*Exercise*:
Only one portion of the data is to be written out: from the line bearing "Task: find each instance of the white" through the line bearing "Target: white tablecloth". Write it exactly as it appears.
◇ ◇ ◇ ◇ ◇ ◇ ◇
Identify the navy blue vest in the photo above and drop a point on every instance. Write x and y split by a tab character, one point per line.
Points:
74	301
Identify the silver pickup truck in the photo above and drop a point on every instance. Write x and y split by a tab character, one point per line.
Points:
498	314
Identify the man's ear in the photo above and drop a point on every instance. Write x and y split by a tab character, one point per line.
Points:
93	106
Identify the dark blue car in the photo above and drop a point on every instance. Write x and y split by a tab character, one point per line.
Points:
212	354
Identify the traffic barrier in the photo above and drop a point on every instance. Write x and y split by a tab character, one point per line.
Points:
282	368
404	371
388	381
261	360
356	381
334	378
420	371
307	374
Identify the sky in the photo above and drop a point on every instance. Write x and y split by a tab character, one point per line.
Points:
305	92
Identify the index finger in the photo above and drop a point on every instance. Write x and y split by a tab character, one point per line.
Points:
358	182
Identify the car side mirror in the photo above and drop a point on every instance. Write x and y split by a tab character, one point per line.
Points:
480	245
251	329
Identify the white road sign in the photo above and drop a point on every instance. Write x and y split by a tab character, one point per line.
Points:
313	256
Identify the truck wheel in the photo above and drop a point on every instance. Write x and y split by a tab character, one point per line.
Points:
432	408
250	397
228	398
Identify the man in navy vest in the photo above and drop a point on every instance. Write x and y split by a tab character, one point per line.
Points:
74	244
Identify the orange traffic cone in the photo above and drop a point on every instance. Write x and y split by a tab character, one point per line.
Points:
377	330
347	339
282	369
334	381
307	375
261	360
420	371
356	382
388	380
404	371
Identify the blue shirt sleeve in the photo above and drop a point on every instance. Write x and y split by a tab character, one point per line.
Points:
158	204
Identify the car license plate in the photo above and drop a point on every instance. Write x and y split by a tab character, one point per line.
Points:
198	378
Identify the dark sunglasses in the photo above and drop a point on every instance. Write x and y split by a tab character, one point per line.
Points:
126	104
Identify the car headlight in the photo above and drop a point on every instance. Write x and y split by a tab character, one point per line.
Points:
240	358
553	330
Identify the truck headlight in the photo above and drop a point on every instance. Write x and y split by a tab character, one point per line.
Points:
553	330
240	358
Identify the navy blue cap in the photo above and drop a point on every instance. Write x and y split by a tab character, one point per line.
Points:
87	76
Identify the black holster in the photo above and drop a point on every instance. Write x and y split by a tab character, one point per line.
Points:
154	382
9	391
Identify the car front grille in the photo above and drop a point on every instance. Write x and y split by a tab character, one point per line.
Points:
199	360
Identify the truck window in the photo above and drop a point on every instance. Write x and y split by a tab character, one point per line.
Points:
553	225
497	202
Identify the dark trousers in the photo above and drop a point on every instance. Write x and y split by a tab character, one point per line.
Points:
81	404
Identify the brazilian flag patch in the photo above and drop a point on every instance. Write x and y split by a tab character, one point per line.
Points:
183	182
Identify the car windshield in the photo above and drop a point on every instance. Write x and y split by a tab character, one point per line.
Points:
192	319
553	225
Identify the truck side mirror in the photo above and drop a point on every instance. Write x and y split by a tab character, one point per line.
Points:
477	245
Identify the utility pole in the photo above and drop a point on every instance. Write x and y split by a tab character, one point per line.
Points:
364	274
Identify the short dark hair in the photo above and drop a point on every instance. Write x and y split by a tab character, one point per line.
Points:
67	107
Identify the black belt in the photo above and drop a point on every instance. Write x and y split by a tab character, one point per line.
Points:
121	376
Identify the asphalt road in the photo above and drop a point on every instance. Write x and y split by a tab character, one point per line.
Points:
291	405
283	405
◇ ◇ ◇ ◇ ◇ ◇ ◇
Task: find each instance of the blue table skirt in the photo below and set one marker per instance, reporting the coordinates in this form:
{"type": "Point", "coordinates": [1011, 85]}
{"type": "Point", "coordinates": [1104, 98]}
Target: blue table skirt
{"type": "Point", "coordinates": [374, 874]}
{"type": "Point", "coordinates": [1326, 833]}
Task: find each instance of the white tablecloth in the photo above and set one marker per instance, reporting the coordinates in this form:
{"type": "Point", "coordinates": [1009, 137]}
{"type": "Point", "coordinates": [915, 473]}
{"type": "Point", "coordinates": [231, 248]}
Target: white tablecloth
◇ ◇ ◇ ◇ ◇ ◇ ◇
*The answer*:
Task: find each instance of the white tablecloth in the photo above and set one marker per instance, reporting the coordinates in this form:
{"type": "Point", "coordinates": [1009, 137]}
{"type": "Point", "coordinates": [915, 473]}
{"type": "Point", "coordinates": [231, 248]}
Target: white tablecloth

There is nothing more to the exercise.